SHORT TASK
Render all of the records below as a Markdown table with two columns, Row and Text, giving each line its own numbered row and skipping blank lines. Leave the pictures out of the table.

DATA SECTION
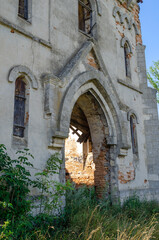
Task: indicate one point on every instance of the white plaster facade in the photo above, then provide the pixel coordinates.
(51, 52)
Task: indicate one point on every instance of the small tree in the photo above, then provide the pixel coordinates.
(153, 77)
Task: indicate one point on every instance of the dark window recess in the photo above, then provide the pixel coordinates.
(133, 135)
(19, 108)
(127, 61)
(23, 9)
(85, 16)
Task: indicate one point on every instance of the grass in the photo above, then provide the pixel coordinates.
(85, 218)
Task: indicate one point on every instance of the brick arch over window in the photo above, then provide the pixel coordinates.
(97, 87)
(20, 70)
(126, 41)
(87, 16)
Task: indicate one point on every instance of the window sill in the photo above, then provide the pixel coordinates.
(26, 21)
(89, 36)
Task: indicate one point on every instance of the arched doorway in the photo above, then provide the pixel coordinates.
(89, 123)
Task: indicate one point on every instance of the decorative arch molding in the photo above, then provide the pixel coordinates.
(116, 10)
(132, 113)
(123, 16)
(124, 41)
(96, 84)
(20, 70)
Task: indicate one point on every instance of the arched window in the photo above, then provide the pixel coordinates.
(23, 9)
(19, 107)
(85, 16)
(133, 134)
(127, 60)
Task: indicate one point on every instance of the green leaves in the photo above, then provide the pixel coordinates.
(153, 77)
(15, 181)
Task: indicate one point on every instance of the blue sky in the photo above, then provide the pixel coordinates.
(149, 17)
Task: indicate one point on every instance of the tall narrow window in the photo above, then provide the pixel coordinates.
(23, 9)
(133, 134)
(85, 16)
(127, 60)
(19, 107)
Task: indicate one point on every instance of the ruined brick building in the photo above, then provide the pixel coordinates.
(80, 64)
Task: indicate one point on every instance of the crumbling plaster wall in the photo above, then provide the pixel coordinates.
(46, 45)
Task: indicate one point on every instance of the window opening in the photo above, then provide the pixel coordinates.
(133, 135)
(19, 108)
(85, 16)
(23, 9)
(127, 60)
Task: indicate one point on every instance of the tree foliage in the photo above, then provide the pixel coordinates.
(153, 77)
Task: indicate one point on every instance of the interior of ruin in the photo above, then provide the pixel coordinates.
(86, 151)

EXERCISE OUTPUT
| Row | Text |
|---|---|
| 1 | Task: indicate one point on every instance of the white plaster facade in the photo above, then provide the pixel coordinates. |
| 2 | (51, 52) |
| 3 | Task: indicate one point on every instance of the small tree in the photo above, then provide the pixel coordinates. |
| 4 | (153, 77) |
| 5 | Task: indicate one point on every instance of the dark window recess in the photo above, then provide the pixel coordinates. |
| 6 | (133, 135) |
| 7 | (19, 108) |
| 8 | (127, 61) |
| 9 | (23, 9) |
| 10 | (85, 16) |
| 11 | Task: indicate one point on every instance of the grass in the photo above, then provide the pixel coordinates. |
| 12 | (85, 218) |
| 13 | Task: indicate one point on every instance of the brick arch over window in the photo above, then provide the pixel coordinates. |
| 14 | (97, 87) |
| 15 | (20, 70) |
| 16 | (126, 41) |
| 17 | (87, 16) |
| 18 | Task: indicate one point on every instance of the window sill in the photo above, then provide the pixel coordinates. |
| 19 | (26, 21) |
| 20 | (89, 36) |
| 21 | Task: indicate one point on every instance of the arched doorway in the photo above, then provide the pixel coordinates. |
| 22 | (89, 123) |
| 23 | Task: indicate one point on every instance of the decorative arch molding in the photo above, then provide the pixel coordinates. |
| 24 | (116, 10) |
| 25 | (132, 113) |
| 26 | (123, 16) |
| 27 | (124, 41) |
| 28 | (96, 84) |
| 29 | (20, 70) |
| 30 | Task: indicate one point on every instance of the arched window in the photo above, then provide the pixel coordinates. |
| 31 | (23, 9) |
| 32 | (19, 107) |
| 33 | (85, 16) |
| 34 | (133, 134) |
| 35 | (127, 60) |
| 36 | Task: indicate one point on every instance of the green leaves in the photo above, then provide the pixel coordinates. |
| 37 | (153, 77) |
| 38 | (15, 181) |
| 39 | Task: indicate one point on every instance of the blue sky in the photo above, then provide the pixel coordinates. |
| 40 | (149, 17) |
| 41 | Task: indicate one point on every instance of the tall narrow window in the photo above, then provide the pixel coordinates. |
| 42 | (23, 9) |
| 43 | (133, 134) |
| 44 | (85, 16) |
| 45 | (127, 60) |
| 46 | (19, 107) |
| 47 | Task: indicate one point on every instance of the ruined brick building in the photo above, then provide the pixel coordinates. |
| 48 | (80, 64) |
| 49 | Task: indicate one point on every instance of the crumbling plaster wall in the photo above, then provide the pixel coordinates. |
| 50 | (46, 45) |
| 51 | Task: indicate one point on every instance of the window opening in the photo above, then provide the pixel coordinates. |
| 52 | (133, 135) |
| 53 | (19, 108) |
| 54 | (85, 16) |
| 55 | (23, 9) |
| 56 | (127, 60) |
| 57 | Task: indicate one point on every instance of the tree foliage in the photo above, then provide the pixel coordinates. |
| 58 | (153, 77) |
| 59 | Task: indicate one point on every instance of the interior of ruin in the photo above, then provide the pixel coordinates. |
| 60 | (86, 151) |